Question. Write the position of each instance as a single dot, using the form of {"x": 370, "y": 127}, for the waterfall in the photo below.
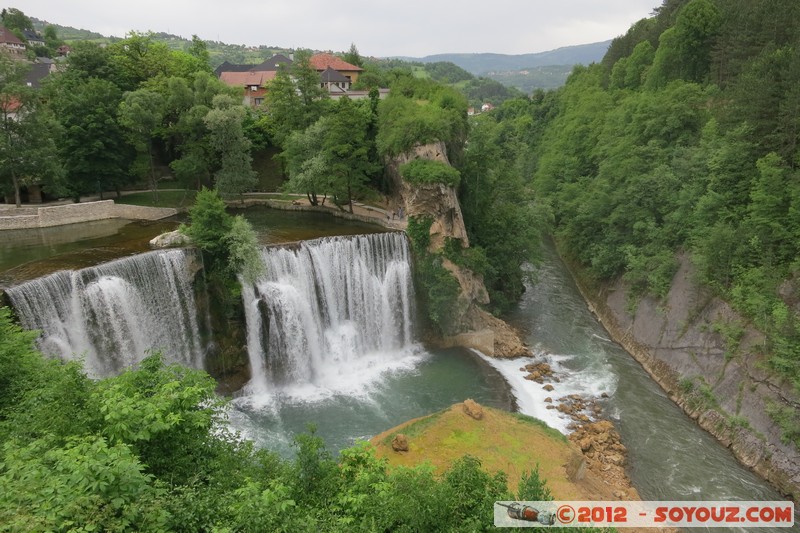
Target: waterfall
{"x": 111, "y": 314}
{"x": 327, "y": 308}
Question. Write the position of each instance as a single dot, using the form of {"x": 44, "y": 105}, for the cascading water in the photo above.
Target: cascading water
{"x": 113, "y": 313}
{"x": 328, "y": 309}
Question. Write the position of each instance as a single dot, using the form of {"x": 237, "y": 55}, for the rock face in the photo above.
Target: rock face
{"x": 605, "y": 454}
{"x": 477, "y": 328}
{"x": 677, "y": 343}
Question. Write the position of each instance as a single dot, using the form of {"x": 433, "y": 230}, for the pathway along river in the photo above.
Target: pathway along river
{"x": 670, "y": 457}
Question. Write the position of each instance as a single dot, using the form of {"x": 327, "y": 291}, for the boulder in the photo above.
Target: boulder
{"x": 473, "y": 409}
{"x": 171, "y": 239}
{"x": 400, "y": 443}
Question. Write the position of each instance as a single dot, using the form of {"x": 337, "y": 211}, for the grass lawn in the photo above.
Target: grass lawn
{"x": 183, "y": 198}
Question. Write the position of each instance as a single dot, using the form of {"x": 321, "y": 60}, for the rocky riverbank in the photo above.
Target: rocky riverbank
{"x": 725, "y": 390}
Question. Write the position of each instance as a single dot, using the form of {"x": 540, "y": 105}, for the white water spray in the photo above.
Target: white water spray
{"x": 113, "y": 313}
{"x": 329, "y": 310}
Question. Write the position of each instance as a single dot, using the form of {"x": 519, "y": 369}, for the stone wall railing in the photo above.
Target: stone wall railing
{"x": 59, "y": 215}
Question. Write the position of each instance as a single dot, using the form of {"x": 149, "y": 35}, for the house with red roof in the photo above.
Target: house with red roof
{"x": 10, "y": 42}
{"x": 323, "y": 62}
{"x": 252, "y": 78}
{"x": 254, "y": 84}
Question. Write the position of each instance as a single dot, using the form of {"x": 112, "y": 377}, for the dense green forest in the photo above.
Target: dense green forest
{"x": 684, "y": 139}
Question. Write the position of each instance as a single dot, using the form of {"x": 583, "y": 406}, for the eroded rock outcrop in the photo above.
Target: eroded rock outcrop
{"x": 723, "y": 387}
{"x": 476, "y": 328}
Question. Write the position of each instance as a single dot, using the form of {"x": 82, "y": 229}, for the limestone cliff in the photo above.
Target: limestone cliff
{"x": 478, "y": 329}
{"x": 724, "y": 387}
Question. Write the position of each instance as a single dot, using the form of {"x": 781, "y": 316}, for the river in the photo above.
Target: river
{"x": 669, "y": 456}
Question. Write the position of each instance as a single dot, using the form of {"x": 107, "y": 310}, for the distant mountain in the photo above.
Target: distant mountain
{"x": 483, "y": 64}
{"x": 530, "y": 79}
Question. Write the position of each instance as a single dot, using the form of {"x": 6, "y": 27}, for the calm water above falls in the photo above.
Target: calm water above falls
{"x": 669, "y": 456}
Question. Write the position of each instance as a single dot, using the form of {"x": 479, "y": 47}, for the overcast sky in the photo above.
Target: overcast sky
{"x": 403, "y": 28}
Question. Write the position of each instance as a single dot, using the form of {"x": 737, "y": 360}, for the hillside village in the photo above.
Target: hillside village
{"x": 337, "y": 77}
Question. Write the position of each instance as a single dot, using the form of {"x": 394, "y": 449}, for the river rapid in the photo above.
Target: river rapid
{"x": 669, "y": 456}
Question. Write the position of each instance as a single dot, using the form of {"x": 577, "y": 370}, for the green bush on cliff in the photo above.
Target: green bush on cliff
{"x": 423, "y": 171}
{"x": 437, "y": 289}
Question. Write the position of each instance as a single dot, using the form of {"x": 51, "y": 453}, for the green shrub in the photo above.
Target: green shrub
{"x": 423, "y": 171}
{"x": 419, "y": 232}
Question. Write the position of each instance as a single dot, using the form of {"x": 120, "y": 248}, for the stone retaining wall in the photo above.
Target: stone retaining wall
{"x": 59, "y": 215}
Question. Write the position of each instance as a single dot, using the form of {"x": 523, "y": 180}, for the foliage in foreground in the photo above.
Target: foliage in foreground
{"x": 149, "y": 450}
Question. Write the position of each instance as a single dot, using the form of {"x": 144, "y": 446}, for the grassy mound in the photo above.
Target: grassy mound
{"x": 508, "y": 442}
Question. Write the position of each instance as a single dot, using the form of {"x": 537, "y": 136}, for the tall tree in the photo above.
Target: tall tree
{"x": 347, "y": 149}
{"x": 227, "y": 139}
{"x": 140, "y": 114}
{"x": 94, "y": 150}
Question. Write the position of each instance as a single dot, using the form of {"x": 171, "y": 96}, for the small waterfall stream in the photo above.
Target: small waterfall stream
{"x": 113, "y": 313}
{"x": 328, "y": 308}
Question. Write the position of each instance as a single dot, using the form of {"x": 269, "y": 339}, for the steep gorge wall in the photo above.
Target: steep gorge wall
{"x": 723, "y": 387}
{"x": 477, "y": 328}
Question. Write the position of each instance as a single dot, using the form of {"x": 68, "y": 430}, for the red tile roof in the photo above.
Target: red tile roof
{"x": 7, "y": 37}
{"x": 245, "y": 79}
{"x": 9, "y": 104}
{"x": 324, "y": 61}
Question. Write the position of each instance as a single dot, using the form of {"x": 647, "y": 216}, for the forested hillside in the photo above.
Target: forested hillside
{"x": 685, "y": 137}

++++++

§ Task to carry out: Make an exact copy of the listing above. Do not include the pictures.

§ Answer to this exercise:
Question. Write the position of each instance as a single dot, using the form of {"x": 370, "y": 127}, for the waterfall in the photo below.
Target: waterfall
{"x": 111, "y": 314}
{"x": 327, "y": 308}
Question. Write the position of each instance as a single dot, using the form of {"x": 44, "y": 105}, for the cascading water in the photo above.
Target: cascading water
{"x": 113, "y": 313}
{"x": 328, "y": 309}
Question. Write the position of each instance as a single dot, using the form of {"x": 237, "y": 55}, for the rock face in the photo above.
Target: rock face
{"x": 605, "y": 454}
{"x": 477, "y": 328}
{"x": 677, "y": 343}
Question. Write the position of each instance as a single dot, using the form of {"x": 433, "y": 230}, for the pathway along river in the photo above.
Target: pathway along river
{"x": 670, "y": 457}
Question. Write the position of each instance as a single dot, using the form of {"x": 327, "y": 291}, for the boulder in the photo above.
Target: boulder
{"x": 473, "y": 409}
{"x": 171, "y": 239}
{"x": 400, "y": 443}
Question. Write the position of each instance as a single dot, using the form of {"x": 337, "y": 211}, for the grass lawn in the photo above.
Target: grass lawn
{"x": 183, "y": 198}
Question. Write the position of each instance as a single dot, using the form of {"x": 321, "y": 60}, for the rocky riverbank in the photo above.
Target: rocky riverbank
{"x": 725, "y": 390}
Question. Write the position of each instance as a single dot, using the form of {"x": 540, "y": 105}, for the white water spray in the photo above.
Target: white water spray
{"x": 113, "y": 313}
{"x": 329, "y": 310}
Question. Write the position of each instance as a single dot, using the form of {"x": 519, "y": 369}, for the stone wall railing in the photo above.
Target: stone wall railing
{"x": 59, "y": 215}
Question. Write the position of each instance as a single dot, using the form of {"x": 149, "y": 35}, for the house with red roof in the photo above.
Target: house with red roof
{"x": 10, "y": 42}
{"x": 323, "y": 62}
{"x": 252, "y": 78}
{"x": 254, "y": 84}
Question. Write the position of each instance as a single dot, using the form of {"x": 112, "y": 377}, for the dense green forest in the photo above.
Target: dense green forest
{"x": 684, "y": 139}
Question. Write the position of each instance as a single dot, using the form of {"x": 583, "y": 406}, for the eroded rock outcrop in the photo above.
Target: eroded rock outcrop
{"x": 723, "y": 387}
{"x": 476, "y": 328}
Question. Write the position of each instance as a single dot, using the form of {"x": 82, "y": 229}, for the limestone cliff in the photo above.
Target: limestone cliff
{"x": 478, "y": 329}
{"x": 724, "y": 387}
Question. Write the position of each instance as a single dot, using the form of {"x": 781, "y": 316}, for the river in the photo above.
Target: river
{"x": 669, "y": 456}
Question. Write the position of each instance as a single dot, using the form of {"x": 107, "y": 310}, for the distant mountain in the photo above.
Target: distant mountain
{"x": 483, "y": 64}
{"x": 530, "y": 79}
Question. Write the position of each instance as a single dot, using the form of {"x": 6, "y": 27}, for the calm water above falls in the photo above.
Target: calm water above falls
{"x": 669, "y": 456}
Question. Write the position of each instance as a single dot, using the form of {"x": 479, "y": 47}, for the overcast sky in the photo above.
Target: overcast sky
{"x": 403, "y": 28}
Question. Write the position of each instance as a single dot, using the form of {"x": 737, "y": 360}, for the hillside village in the photo above.
Target: hillside village
{"x": 337, "y": 77}
Question. Write the position of each instance as a single dot, using the form of {"x": 394, "y": 449}, for the river rapid in the photo above.
Target: river rapid
{"x": 669, "y": 456}
Question. Write the position of each instance as a single dot, using the form of {"x": 577, "y": 370}, for the green bush on cliff in the photo above.
Target: green bush on cliff
{"x": 423, "y": 171}
{"x": 437, "y": 289}
Question. Write the position of each instance as a single dot, using the form of {"x": 51, "y": 453}, for the green shrub in the photo above.
Target: green shrub
{"x": 423, "y": 171}
{"x": 419, "y": 232}
Question. Write the position of each instance as a single dot, using the form of {"x": 120, "y": 248}, for the stone retaining wall in the photo above.
Target: stone retaining wall
{"x": 59, "y": 215}
Question. Write the position of each instance as a single dot, using the form of {"x": 523, "y": 180}, for the foliage in foreground in the photo above.
Target: foliage in foreground
{"x": 149, "y": 450}
Question. Write the position of each instance as a single dot, using the form of {"x": 144, "y": 446}, for the grassy mound in the photo above.
Target: grassy mound
{"x": 508, "y": 442}
Question. Write the position of each instance as a single dot, using the form of {"x": 537, "y": 136}, for the tall tree in the photo above.
Target: tall tree
{"x": 347, "y": 149}
{"x": 227, "y": 139}
{"x": 140, "y": 114}
{"x": 94, "y": 150}
Question. Write the position of each instance as a single dot, using the form of {"x": 171, "y": 96}, for the small waterfall stream in the photo above.
Target: small waterfall stream
{"x": 113, "y": 313}
{"x": 328, "y": 308}
Question. Write the position of each instance as a single dot, using the form of {"x": 269, "y": 339}, for the steep gorge wall in the photo above.
Target: steep gorge wall
{"x": 723, "y": 387}
{"x": 477, "y": 328}
Question. Write the position of each instance as a single dot, using the form of {"x": 68, "y": 430}, for the red tile roof in the photo above.
Target: red tile roof
{"x": 7, "y": 37}
{"x": 245, "y": 79}
{"x": 9, "y": 104}
{"x": 324, "y": 61}
Question. Write the position of each instance as a single dot, using the form of {"x": 647, "y": 216}, for the forested hillside in the photo above.
Target: forested hillside
{"x": 685, "y": 137}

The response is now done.